§ WHAT NEEDS TO BE DONE: Please put the lines of the records into a JSON list of strings, one string per line and no blank lines, starting with the line containing "the giraffe horn" and running through the end of the records. Leave the pictures out of the list.

+ + + + + + +

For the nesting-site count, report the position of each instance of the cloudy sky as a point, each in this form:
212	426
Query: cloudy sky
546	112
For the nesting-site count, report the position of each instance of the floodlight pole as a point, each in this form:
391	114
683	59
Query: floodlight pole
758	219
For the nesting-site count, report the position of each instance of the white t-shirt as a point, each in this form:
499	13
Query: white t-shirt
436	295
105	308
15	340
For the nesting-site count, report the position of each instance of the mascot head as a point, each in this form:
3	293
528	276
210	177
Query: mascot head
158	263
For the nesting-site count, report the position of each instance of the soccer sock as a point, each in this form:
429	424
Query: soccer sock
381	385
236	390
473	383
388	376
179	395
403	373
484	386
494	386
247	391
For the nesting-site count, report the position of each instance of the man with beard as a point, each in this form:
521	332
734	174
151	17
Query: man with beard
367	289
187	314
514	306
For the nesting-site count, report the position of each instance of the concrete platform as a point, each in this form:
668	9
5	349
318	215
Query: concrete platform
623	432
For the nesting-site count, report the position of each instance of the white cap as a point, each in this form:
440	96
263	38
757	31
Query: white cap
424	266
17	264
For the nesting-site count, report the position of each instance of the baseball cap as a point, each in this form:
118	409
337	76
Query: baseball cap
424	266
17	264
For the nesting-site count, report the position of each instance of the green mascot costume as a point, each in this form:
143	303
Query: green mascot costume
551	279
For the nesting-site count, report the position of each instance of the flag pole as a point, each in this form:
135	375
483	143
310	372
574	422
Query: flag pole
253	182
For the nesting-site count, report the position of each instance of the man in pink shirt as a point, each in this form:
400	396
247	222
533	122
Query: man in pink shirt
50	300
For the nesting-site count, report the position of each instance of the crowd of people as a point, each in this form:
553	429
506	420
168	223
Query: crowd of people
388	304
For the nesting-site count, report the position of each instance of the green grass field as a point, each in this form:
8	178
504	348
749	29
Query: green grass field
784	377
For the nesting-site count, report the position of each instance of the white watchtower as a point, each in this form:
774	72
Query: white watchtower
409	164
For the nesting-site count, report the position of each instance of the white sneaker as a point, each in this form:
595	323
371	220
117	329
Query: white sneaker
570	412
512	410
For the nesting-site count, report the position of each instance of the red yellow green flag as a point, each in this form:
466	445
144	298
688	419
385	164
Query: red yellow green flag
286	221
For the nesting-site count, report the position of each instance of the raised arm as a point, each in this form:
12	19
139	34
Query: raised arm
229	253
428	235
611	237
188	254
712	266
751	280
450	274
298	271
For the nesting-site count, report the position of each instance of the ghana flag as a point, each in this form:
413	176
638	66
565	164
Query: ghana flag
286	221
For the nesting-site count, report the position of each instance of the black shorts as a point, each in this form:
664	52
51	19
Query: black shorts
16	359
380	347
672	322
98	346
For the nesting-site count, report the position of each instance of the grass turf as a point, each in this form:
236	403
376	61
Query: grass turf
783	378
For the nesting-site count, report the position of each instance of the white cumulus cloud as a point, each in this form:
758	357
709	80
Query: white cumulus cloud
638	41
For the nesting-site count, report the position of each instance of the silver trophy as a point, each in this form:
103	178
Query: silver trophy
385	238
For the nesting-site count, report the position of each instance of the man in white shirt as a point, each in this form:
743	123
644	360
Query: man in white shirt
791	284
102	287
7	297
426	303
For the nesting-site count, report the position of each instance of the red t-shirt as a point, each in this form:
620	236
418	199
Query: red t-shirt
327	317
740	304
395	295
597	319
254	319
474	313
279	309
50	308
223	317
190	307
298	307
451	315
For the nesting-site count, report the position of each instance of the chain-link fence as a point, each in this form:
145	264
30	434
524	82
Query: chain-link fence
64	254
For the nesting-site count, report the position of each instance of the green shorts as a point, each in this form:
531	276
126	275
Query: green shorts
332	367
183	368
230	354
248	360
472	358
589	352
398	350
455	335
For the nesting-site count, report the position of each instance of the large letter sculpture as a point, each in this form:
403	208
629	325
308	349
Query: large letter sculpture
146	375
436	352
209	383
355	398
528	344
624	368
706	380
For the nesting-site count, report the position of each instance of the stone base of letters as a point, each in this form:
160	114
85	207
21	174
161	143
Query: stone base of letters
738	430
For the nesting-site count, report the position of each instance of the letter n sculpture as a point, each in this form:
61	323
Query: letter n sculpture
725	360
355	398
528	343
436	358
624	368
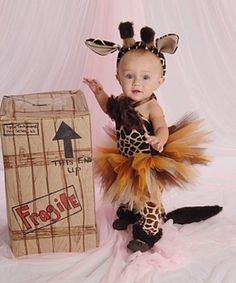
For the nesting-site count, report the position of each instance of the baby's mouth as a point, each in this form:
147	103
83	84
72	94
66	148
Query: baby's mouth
136	91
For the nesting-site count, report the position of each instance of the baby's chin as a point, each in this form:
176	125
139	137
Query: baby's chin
137	95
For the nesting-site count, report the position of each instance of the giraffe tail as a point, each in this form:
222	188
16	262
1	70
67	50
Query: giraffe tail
185	215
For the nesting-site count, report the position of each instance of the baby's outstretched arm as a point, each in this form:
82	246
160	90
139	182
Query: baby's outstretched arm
99	92
161	132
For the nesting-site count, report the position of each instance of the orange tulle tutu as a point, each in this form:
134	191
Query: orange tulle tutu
137	179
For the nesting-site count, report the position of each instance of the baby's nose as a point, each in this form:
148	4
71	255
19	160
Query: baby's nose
136	82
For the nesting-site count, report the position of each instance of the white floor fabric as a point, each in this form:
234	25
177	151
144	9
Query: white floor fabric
199	252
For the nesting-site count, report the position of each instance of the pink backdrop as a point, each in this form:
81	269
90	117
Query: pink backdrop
42	49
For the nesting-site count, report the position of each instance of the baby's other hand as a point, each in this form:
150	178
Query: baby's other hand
94	85
155	142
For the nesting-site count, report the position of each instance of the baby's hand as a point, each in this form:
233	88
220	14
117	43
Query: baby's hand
94	85
155	142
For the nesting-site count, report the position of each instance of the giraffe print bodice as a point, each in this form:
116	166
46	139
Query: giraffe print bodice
131	141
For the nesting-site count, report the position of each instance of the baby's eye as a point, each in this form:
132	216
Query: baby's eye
146	77
128	76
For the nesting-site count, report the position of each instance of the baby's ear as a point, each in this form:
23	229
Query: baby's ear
117	77
161	80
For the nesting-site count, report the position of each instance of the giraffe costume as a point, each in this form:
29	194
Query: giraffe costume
132	174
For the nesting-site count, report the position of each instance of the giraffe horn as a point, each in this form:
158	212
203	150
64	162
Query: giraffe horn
102	47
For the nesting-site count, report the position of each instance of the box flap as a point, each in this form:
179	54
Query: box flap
44	105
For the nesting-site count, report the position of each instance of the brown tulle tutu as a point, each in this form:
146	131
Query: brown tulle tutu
137	179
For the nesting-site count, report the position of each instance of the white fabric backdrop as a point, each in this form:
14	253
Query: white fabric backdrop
42	49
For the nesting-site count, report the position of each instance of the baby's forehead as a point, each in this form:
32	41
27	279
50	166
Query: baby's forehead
139	58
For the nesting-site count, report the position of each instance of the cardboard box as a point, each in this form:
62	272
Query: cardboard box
47	155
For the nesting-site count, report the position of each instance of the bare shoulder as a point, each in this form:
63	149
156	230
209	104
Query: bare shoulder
155	110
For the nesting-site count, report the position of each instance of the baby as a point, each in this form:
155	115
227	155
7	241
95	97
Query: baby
149	155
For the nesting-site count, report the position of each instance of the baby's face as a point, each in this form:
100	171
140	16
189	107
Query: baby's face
139	74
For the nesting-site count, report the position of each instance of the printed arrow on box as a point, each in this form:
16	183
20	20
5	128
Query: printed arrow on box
66	134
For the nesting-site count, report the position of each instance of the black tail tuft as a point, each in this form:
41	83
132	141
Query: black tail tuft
185	215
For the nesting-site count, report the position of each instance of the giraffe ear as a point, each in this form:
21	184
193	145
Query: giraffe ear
167	43
102	47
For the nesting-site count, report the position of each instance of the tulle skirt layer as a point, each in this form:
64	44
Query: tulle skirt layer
140	178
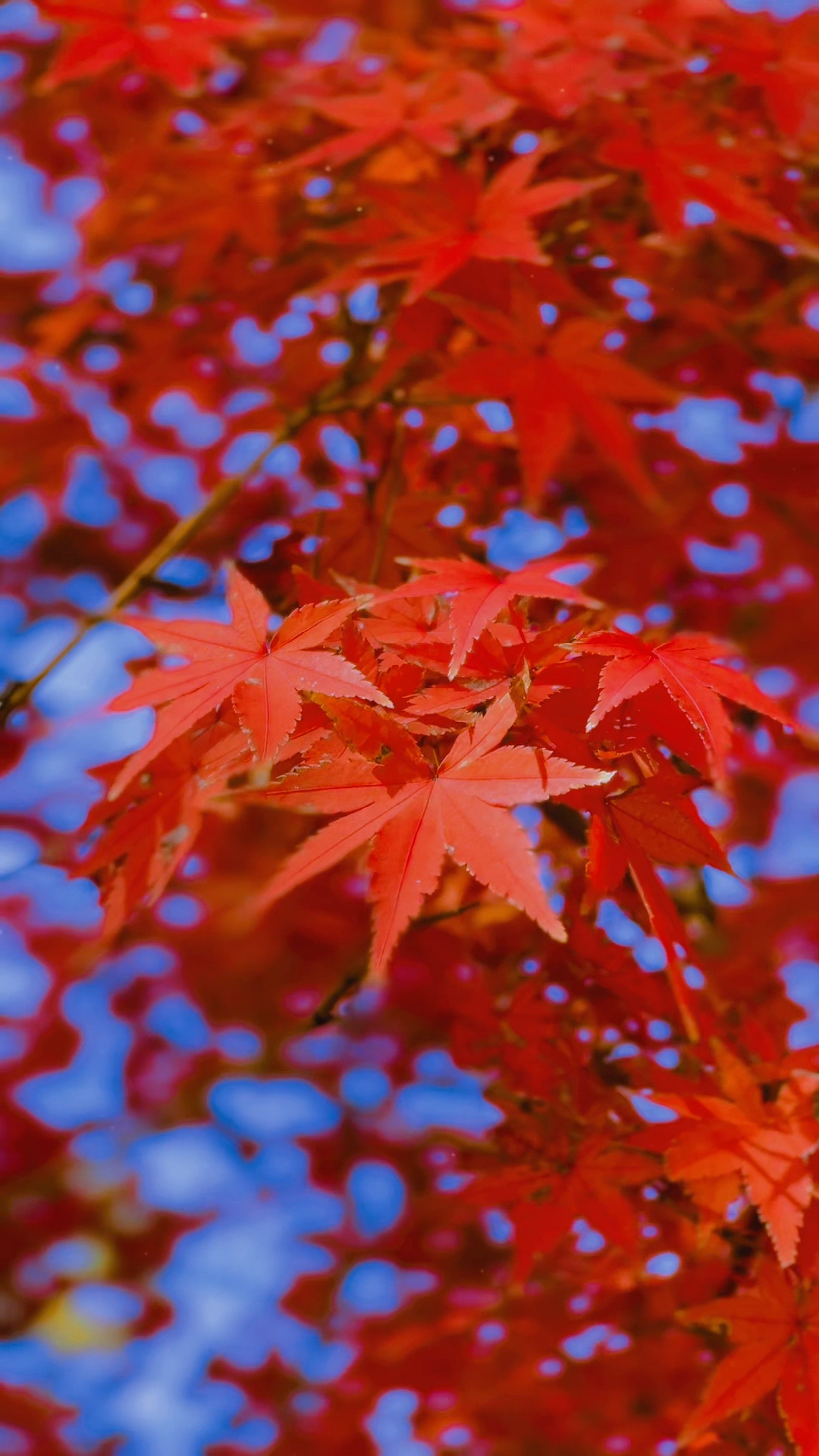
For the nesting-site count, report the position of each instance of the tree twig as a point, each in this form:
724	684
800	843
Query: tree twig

+ + + + + + +

§ ANSWER FOR THE TASK:
[
  "For the nesting-site count, report the position of each instance of the giraffe horn as a point, each in this form:",
  "158\t212",
  "203\t150",
  "64\t162",
  "Query: giraffe horn",
  "102\t47",
  "For the nesting-site count, report the position of each instance of the box flap as a point, each in this form:",
  "179\t54",
  "Query: box flap",
  "44\t105",
  "For the nesting-site count, report the position of each instance of the brown tulle tutu as a point, each in this form:",
  "146\t131",
  "Query: brown tulle tutu",
  "137\t179",
  "For the nesting-site count, report the position of each instance of the white fabric backdrop as a point, each in this form:",
  "14\t253",
  "Query: white fabric backdrop",
  "42\t49",
  "For the nesting-site count, report the position of each instance of the baby's forehead as a point, each in this form:",
  "32\t41",
  "27\t279",
  "50\t166",
  "Query: baby's forehead",
  "139\t58",
  "For the nesting-site count, report the position of each instance of the cardboard box as a point, each in this form:",
  "62\t272",
  "Query: cardboard box",
  "47\t155",
  "For the nesting-site count, report the position of each instance of the bare shoulder as a point, each in this form:",
  "63\t149",
  "156\t230",
  "209\t104",
  "Query: bare shoulder",
  "155\t110",
  "For the nesting-site count, report the position of each instance of the baby as a point, each in this form:",
  "155\t115",
  "227\t155",
  "7\t241",
  "95\t97",
  "Query: baby",
  "149\t155",
  "For the nesting-site count, report the position of each instance of the baby's face as a point, each in this form:",
  "100\t171",
  "140\t16",
  "189\t107",
  "Query: baby's face",
  "139\t74",
  "For the nesting-site count, report the position of each instance of the printed arrow on box as a point, each in this form:",
  "16\t183",
  "20\t20",
  "5\t128",
  "Query: printed arrow on box",
  "66\t134",
  "For the nesting-site count, report the position of each instance of the black tail tuft as a point, each in this form:",
  "41\t83",
  "132\t141",
  "Query: black tail tuft",
  "185\t215",
  "For the nesting-site count, report the position of each instance of the giraffe ear as a point, each in this form:",
  "21\t184",
  "193\t145",
  "Query: giraffe ear",
  "167\t43",
  "102\t47",
  "For the nesting-site count, report the position of each instance of the tulle skirt layer as a point, each in this form:",
  "64\t44",
  "Query: tulle skirt layer",
  "140\t178",
  "For the nesting-site count, report the position of each instance of the tree twig as a point, each in this form:",
  "724\t684",
  "800\t843",
  "Query: tree twig"
]